(Saved entries)
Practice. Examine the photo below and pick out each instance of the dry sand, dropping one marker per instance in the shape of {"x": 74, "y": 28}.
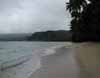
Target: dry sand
{"x": 62, "y": 64}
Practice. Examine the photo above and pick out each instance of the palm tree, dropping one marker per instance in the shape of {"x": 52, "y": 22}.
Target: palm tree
{"x": 85, "y": 19}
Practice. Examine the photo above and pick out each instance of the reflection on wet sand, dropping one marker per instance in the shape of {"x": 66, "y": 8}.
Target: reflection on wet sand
{"x": 88, "y": 58}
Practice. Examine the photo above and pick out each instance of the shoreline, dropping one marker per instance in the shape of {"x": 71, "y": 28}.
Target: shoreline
{"x": 61, "y": 64}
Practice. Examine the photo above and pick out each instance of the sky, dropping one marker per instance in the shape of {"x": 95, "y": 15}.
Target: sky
{"x": 26, "y": 16}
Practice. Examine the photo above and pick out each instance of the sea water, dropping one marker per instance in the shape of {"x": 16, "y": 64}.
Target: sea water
{"x": 21, "y": 59}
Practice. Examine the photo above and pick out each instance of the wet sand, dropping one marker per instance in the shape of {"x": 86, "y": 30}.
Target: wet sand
{"x": 62, "y": 64}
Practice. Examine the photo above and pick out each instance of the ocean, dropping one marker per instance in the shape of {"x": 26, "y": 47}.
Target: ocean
{"x": 21, "y": 59}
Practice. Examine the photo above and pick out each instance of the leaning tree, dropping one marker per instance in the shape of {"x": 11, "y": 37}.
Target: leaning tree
{"x": 85, "y": 19}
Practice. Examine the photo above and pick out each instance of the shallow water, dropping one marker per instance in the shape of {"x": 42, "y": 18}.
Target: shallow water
{"x": 12, "y": 54}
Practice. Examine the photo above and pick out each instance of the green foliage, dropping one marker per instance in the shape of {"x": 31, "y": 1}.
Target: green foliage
{"x": 85, "y": 19}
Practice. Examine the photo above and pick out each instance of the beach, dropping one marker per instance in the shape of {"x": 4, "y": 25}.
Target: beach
{"x": 61, "y": 64}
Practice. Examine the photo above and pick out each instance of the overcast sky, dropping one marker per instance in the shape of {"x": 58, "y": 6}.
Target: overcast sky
{"x": 25, "y": 16}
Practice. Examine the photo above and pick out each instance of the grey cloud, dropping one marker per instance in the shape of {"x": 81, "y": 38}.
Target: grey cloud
{"x": 18, "y": 16}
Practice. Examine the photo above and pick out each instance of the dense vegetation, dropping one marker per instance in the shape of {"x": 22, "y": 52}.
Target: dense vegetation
{"x": 85, "y": 20}
{"x": 59, "y": 35}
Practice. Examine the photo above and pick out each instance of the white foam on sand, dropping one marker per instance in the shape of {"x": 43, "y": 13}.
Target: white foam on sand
{"x": 20, "y": 70}
{"x": 25, "y": 66}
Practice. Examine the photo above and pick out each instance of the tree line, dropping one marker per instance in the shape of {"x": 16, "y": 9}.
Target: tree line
{"x": 85, "y": 20}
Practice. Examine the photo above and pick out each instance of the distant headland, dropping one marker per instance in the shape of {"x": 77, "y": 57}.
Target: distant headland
{"x": 57, "y": 35}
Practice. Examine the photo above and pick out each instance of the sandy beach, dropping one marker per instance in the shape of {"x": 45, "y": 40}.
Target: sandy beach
{"x": 62, "y": 64}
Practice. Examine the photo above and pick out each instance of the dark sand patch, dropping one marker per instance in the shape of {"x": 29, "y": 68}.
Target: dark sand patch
{"x": 62, "y": 64}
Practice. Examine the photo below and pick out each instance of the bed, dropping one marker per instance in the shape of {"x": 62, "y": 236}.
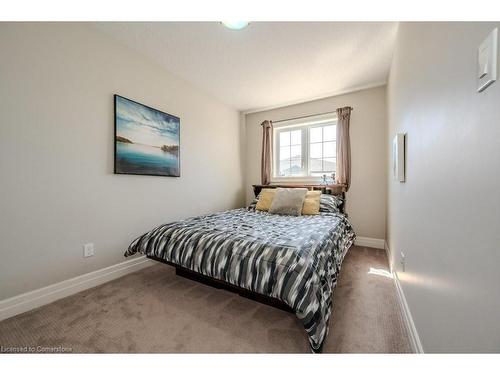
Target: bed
{"x": 290, "y": 262}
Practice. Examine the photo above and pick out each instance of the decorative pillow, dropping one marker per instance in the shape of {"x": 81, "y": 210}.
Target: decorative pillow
{"x": 251, "y": 206}
{"x": 311, "y": 203}
{"x": 265, "y": 199}
{"x": 330, "y": 203}
{"x": 288, "y": 201}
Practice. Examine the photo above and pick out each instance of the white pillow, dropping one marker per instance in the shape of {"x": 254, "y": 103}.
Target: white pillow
{"x": 288, "y": 201}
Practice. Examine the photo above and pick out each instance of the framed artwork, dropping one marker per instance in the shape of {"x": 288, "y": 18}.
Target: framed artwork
{"x": 398, "y": 157}
{"x": 147, "y": 140}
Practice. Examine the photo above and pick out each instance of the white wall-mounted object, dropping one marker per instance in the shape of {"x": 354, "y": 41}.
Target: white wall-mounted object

§ **WHAT IS EXPECTED**
Please count the lines in the records that contain "object" and reply with the count alone.

§ **WRITTEN ANSWER**
2